* **TEXTE FOURNI**:
____________________
Les types 20,21 et 22 apparaissent et marquent leur temps.
En 1932 les choses ont beaucoup évolué avec l’apparition des types 14 à 17, marquant la deuxième génération des Michelines. C’est l’âge de la maturité technique sur deux bogies à trois essieux, et offrant, dans une carrosserie parfaitement fermée et confortable, 36 places assises qui sont dignes, enfin, du confort que l’on doit s’attendre à trouver dans une voiture de chemin de fer. L’engin se présente sous une forme très ferroviaire, tant par sa longueur de 14,28 m, que par sa largeur qui utilise pleinement le gabarit ferroviaire, faisant toute la différence avec les premiers engins d’essais qui étaient étroits et au gabarit automobile.
En 1934, c’est un nouveau bond en avant avec les types 20, 21, et 22, offrant 56 places et sur deux bogies à quatre essieux. Cette série de Michelines est, comme les types 14 à 17, surmontée d’un kiosque de conduite surélevé permettant la marche dans les deux sens. Le moteur, un Hispano-Suiza à essence à 12 cylindres en V, attaque les deux essieux centraux d’un bogie. Le freinage est de type automobile à tambours, mais la commande, par air comprimé, est de type ferroviaire et elle est imposée par la marche en jumelage dont les deux moteurs restent indépendants et commandés par deux conducteurs, alors que le freinage est commandé par le conducteur de l’autorail de tête. La charge par pneumatique est de 850 kg, et l’appareil, plus long de deux mètres que ses prédécesseurs à 36 places avec 16, 28 m, est plus lourd de cinq tonnes, puisque le poids total en charge passe de 10,5 à 15,5 tonnes.
Sur le type 20, comme sur les 36 places, le compartiment à bagages est situé dans l’extrémité opposée à celle supportant le kiosque de conduite et comporte une porte à volet roulant, ou à battants. Les sièges sont en deux groupes à 2+2 places de front, orientés en sens inverse l’un de l’autre. Sur les types 21 et 22, le compartiment à bagages est du côté du kiosque de conduite, et le chef de train s’y installe aussi. L’accès des voyageurs se fait par deux portes coulissantes au centre de l’autorail, donnant sur une plateforme centrale. On retrouve les deux groupes de sièges du type 20, orientés l’un en sens inverse de l’autre, et en classe unique de deuxième ou troisième classe selon les pratiques des réseaux, certains tenant à la deuxième classe pour pratiquer un tarif plus élevé pour donner à l’autorail une certaine image de marque de vitesse et de qualité. Seul le réseau de l’Est prévoit trois classes : une 1ère + 2ème ensemble sur 10 sièges, et une 3ème sur les 46 autres sièges.
____________________
* **LIGNES FOURNIES**:
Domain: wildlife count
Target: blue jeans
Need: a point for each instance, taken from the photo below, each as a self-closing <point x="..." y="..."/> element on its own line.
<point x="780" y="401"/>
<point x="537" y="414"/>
____________________
* **OBJECTIF DE L'EXERCICE**: Affichez à l'identique tout le passage du texte sur les Michelines, depuis « En 1932 les » jusqu'à « au gabarit automobile. ».

* **RÉSULTAT COMPLET**:
En 1932 les choses ont beaucoup évolué avec l’apparition des types 14 à 17, marquant la deuxième génération des Michelines. C’est l’âge de la maturité technique sur deux bogies à trois essieux, et offrant, dans une carrosserie parfaitement fermée et confortable, 36 places assises qui sont dignes, enfin, du confort que l’on doit s’attendre à trouver dans une voiture de chemin de fer. L’engin se présente sous une forme très ferroviaire, tant par sa longueur de 14,28 m, que par sa largeur qui utilise pleinement le gabarit ferroviaire, faisant toute la différence avec les premiers engins d’essais qui étaient étroits et au gabarit automobile.